● Текст для чтения
┏━━
Беззвучный шум, знакомый нам с давних пор по снам, доносится до бодрствующего из кричащих заголовков газет.

Мифическая весть Иову[22] вернулась с появлением радио. Тот, кто авторитетно сообщает нечто важное, предвещает беду. Английское слово solemn означает одновременно «праздничный» и «грозный». Власть общества, стоящего за говорящим, сама собой обращается против тех, к кому обращаются.

Недавнее прошлое всегда представляется таким, будто его уничтожила катастрофа.

Выражение исторического в вещах есть не что иное, как выражение испытанных мук.

У Гегеля самосознание было «истиной достоверности себя самого», или, по выражению из Феноменологии, «родным ему царством истины»{52}. Даже когда они уже этого не понимали, самосознанием буржуа была по крайней мере гордость за то, что они обладают состоянием. Ныне self-conscious означает всего лишь рефлексию над «Я» в его скованности, в осознании бессилия: знание, что ты есть ничто.

Бесстыдство многих людей состоит уже в том, что они говорят «я».
┗━━
● Строки данных
┏━━
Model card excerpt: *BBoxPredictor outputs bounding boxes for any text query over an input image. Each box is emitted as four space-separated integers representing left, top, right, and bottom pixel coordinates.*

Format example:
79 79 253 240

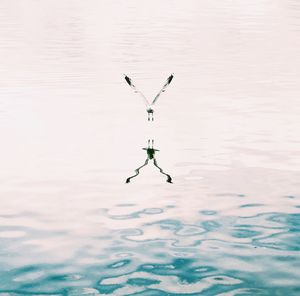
┗━━
● Задания
**a)** Переведите на английский язык предложение из текста для чтения: «Недавнее прошлое всегда представляется таким, будто его уничтожила катастрофа».
**b)** Какие два значения, согласно тексту для чтения, одновременно имеет английское слово solemn?

● Ответы
**a)** The recent past always appears as though it had been destroyed by a catastrophe.

**b)** «Праздничный» и «грозный».